[start]

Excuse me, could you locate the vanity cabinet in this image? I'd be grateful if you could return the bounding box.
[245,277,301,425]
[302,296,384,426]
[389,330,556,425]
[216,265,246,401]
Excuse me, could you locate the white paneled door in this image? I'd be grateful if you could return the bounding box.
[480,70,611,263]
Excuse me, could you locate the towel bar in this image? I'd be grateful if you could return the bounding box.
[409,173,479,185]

[end]
[start]

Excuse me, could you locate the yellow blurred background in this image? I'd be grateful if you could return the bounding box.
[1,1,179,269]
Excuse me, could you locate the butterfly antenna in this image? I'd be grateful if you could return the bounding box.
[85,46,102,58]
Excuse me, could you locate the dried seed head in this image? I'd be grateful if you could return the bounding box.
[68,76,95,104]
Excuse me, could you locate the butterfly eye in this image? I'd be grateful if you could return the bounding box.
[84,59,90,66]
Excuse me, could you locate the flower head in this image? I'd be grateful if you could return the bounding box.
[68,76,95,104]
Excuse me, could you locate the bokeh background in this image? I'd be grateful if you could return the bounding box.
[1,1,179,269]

[end]
[start]

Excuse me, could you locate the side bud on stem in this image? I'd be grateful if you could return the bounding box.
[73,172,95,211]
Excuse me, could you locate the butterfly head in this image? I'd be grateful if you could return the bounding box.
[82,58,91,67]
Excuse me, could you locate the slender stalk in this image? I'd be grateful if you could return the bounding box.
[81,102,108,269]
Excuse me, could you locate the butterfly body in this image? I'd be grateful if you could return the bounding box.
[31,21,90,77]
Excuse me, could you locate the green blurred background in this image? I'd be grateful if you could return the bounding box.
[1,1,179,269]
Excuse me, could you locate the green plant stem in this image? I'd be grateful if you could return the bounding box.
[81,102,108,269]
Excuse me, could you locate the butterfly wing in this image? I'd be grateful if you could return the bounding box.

[end]

→ **WRITTEN INSTRUCTION**
Scale the records from the line with "Excuse me, could you locate the vanity" to the line with "[409,173,479,185]", both ends included, and output only those lines. Keep each request line unchanged, and multiply every bounding box coordinate in the answers by 2.25, rounding to whole numbers with halves rounded up.

→ **COMPLETE RESPONSE**
Excuse me, could you locate the vanity cabinet in this image? I'd be grateful if you could return the bounding box.
[551,623,677,956]
[680,666,864,959]
[875,743,1251,956]
[486,596,554,902]
Excuse me, could you locate the white paneled door in this image? I'd be grateful if you could return the bounding box.
[1080,158,1375,592]
Excuse me, could you locate the towel bar in this image? I'd be grateful if you could return the bounding box.
[920,389,1078,416]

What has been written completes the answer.